Nebraska lamed out a little by also choosing milk as their official beverage, but they did select Kool-Aid as their state soft drink. When I was a little sipper, I knew I was destined for a life of mixology thanks to the experiments I conducted with Kool-Aid. I mixed it with a number of ingredients, searching for the next great recipe. Pepsi and Kool-Aid, or as I called it, Kontaminated Kool-Aid, provided my most favourable results.

Kool-Aid

Alabama – Conecuh Ridge Whiskey

How awesome would it be to live in a place that’s official drink was freakin’ Whiskey?! I must admit, though, I’m a little surprised that Alabama didn’t go with Moonshine as their most famous liquid offering, but I guess they had to play a little nice with the process. Good on ya, Alabama!

Massachusetts – Cranberry Juice

I guess the fine folks of Massachusetts have some serious urinary issues if they’ve chosen Cranberry Juice as their official drink. Hey, whatever keeps them healthy and happy. Cranberry Juice does factor into a lot of cocktails, so perhaps they were onto something when choosing this mixer.

Florida – Orange Juice

This is a bit of a no-brainer as Florida is renowned for their Orange Juice. I wonder if O.J. Simpson was on hand for the ceremony making the juice the official beverage of the state. This would, of course, be years before his legal troubles, but being born in California he might be partial to that states orange juice history.

orange-juice

Rhode Island – Coffee Milk

Rhode Island wanted to follow suit with much of the country, but also tried to remain unique by picking Coffee Milk. I’m supposing this means much of the state runs around with a caffeine buzz leading to insomnia and a rash of Starbucks popping up to capitalize on the movement. My take on coffee and its subsidiaries can be found here.

Maine – Moxie

Moxie is Maine’s official soft drink and is made with the bitter tasting gentian root extract. While it is Maine’s state soft drink because creator Dr. Augustin Thompson was born in the state, the drink was actually produced in Massachusetts… I smell a blood feud!

Indiana – Water

How boring of a selection is this!? It’s like it didn’t even try! Don’t get me wrong, I love my H2O and whenever I’m not consuming alcohol, I’m downing the clear stuff to balance myself out, but come on… couldn’t they settle on something with even the slightest intrigue? Shame, Indiana… kind of sounds like a cool place to live.

diet water

New Hampshire – Apple Cider

An interesting selection, indeed… apparently this decision grew from a student campaign (their teacher wanted to get kids interested in government and show them they have a voice even at their useless age!) and even Facebook page to get the government to make it all official.

South Carolina – State-Grown Tea

I’m assuming this could be used in either hot or iced tea, but perhaps I’d cause an international incident for drinking one and not the other. South Carolina is another state that picked milk as its official beverage, but State-Grown Tea is their State Hospitality Beverage… yes, such a thing exists.

- Data for review:
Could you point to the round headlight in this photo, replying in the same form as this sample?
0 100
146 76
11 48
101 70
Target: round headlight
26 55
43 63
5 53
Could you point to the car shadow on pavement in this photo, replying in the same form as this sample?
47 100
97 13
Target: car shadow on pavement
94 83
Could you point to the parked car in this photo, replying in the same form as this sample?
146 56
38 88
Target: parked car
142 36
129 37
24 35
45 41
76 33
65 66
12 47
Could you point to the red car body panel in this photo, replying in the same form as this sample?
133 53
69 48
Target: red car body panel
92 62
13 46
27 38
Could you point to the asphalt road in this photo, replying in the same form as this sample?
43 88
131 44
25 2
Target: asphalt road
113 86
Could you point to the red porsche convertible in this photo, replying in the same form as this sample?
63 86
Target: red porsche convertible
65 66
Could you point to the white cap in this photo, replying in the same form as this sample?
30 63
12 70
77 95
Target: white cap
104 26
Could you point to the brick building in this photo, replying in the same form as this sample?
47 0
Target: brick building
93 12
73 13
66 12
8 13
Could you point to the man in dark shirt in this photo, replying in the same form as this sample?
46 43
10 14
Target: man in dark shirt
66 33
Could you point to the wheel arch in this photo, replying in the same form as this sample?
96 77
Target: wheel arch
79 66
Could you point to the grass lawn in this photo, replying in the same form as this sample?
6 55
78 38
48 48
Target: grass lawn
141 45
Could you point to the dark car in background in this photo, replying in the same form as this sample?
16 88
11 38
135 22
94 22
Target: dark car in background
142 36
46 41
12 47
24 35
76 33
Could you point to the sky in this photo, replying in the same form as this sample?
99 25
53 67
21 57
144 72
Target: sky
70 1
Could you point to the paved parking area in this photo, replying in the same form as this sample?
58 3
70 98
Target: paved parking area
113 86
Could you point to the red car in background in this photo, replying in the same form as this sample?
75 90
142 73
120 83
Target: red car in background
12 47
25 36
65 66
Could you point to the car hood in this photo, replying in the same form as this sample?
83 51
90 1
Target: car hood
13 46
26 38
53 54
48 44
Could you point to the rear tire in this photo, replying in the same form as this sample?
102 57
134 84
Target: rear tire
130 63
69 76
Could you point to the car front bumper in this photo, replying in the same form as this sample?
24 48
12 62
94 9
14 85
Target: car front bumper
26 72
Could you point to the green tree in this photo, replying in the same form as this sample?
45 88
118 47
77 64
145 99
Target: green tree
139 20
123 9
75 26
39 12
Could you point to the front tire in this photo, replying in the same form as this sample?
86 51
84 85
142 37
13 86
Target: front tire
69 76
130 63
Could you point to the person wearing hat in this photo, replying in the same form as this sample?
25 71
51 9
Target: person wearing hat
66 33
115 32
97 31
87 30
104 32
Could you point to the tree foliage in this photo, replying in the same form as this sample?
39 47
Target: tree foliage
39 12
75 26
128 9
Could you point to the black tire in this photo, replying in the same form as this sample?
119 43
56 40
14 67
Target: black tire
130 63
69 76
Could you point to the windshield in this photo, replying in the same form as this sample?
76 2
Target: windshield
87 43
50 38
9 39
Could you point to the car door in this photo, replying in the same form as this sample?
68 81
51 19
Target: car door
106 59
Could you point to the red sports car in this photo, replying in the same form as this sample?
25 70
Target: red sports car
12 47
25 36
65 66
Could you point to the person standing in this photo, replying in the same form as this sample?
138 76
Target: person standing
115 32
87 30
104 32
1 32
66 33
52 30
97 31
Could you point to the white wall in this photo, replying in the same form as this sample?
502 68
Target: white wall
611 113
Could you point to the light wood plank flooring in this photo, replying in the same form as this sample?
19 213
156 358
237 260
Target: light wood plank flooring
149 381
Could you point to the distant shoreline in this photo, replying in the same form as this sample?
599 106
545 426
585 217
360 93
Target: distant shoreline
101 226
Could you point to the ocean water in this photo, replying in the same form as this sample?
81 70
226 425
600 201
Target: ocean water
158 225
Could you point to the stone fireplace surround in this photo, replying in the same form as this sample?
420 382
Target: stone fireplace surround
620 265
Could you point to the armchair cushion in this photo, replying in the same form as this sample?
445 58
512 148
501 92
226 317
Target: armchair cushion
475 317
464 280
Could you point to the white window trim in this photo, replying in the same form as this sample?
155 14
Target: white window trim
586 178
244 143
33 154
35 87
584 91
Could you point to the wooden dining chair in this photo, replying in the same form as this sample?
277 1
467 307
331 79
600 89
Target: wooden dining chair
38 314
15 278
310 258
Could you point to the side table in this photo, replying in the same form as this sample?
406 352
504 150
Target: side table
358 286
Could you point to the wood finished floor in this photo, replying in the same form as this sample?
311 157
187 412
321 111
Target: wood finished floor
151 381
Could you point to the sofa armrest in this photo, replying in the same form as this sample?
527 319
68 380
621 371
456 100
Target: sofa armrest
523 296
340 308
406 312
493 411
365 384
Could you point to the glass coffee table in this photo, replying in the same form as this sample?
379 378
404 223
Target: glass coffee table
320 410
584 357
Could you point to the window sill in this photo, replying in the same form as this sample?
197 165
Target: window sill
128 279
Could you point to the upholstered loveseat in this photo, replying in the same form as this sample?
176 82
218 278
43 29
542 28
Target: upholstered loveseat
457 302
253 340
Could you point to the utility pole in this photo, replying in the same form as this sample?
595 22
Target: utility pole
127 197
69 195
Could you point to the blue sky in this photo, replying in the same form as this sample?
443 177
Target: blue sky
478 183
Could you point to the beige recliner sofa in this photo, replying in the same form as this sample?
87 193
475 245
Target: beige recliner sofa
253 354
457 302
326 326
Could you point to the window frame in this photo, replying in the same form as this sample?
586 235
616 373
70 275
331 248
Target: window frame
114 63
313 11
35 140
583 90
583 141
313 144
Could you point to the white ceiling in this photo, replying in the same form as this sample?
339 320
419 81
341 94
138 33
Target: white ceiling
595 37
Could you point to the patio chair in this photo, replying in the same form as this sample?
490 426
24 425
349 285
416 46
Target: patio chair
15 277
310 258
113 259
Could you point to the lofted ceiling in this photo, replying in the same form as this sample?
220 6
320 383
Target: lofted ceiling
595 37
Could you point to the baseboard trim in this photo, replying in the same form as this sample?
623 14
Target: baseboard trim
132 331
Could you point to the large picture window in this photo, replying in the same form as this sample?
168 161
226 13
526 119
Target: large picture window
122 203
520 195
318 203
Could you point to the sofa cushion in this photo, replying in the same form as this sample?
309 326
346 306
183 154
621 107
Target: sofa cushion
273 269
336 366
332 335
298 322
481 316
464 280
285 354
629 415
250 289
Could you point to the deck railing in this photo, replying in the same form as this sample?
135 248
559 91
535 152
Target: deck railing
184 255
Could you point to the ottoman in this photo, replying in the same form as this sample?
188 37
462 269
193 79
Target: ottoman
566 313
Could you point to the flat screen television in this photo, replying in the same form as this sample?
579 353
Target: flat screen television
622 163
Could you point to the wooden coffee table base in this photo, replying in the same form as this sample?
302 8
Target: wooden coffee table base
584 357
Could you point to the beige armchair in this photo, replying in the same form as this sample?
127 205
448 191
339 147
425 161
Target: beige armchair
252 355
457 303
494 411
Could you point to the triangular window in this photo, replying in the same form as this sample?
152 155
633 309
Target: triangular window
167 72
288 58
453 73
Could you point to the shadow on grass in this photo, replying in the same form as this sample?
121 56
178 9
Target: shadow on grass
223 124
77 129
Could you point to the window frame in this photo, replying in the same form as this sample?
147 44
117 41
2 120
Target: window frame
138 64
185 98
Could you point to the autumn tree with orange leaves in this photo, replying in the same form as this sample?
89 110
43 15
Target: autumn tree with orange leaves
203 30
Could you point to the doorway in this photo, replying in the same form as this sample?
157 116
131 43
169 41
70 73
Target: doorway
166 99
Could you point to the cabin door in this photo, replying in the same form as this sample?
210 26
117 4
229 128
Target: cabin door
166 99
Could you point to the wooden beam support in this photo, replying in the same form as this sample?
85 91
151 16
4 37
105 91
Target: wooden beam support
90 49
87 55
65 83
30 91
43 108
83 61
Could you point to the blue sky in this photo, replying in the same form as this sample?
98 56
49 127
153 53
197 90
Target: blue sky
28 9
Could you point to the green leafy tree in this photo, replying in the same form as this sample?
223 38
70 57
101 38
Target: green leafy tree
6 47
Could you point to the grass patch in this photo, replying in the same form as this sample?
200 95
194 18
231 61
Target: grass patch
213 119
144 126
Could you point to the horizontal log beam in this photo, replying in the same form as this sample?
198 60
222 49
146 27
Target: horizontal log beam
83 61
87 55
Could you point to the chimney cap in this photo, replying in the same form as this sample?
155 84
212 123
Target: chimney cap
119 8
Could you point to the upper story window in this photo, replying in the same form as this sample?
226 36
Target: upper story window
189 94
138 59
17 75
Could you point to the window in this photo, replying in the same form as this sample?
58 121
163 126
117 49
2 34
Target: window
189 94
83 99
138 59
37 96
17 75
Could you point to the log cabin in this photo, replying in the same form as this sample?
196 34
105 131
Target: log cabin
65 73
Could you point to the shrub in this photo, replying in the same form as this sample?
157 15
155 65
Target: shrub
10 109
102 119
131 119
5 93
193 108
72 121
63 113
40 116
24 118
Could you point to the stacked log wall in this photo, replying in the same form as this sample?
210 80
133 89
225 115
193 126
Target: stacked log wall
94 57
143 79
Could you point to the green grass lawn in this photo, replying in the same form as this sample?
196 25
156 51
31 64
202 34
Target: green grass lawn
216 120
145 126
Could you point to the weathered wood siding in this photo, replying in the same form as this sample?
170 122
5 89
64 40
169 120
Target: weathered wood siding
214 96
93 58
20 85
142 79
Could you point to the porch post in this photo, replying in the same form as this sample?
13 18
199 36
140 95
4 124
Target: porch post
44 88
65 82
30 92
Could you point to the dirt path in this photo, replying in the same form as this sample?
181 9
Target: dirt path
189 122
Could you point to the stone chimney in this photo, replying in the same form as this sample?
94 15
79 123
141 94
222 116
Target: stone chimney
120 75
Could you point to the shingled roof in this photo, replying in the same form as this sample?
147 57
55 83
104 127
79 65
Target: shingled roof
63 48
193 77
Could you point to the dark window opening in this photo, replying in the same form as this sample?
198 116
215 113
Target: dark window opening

- Your instructions: Write a three-sentence summary of the passage on official state drinks.

- Exercise output: The passage covers drinks that U.S. states have made official: Nebraska chose milk as its official beverage and Kool-Aid as its state soft drink, Alabama chose Conecuh Ridge Whiskey, Massachusetts chose Cranberry Juice, and Florida chose Orange Juice. Rhode Island picked Coffee Milk, and Maine's state soft drink is Moxie, which is made with gentian root extract and was chosen because its creator, Dr. Augustin Thompson, was born in Maine, although the drink was produced in Massachusetts. Indiana selected water, New Hampshire's Apple Cider grew out of a student campaign, and South Carolina, whose official beverage is milk, named State-Grown Tea its State Hospitality Beverage.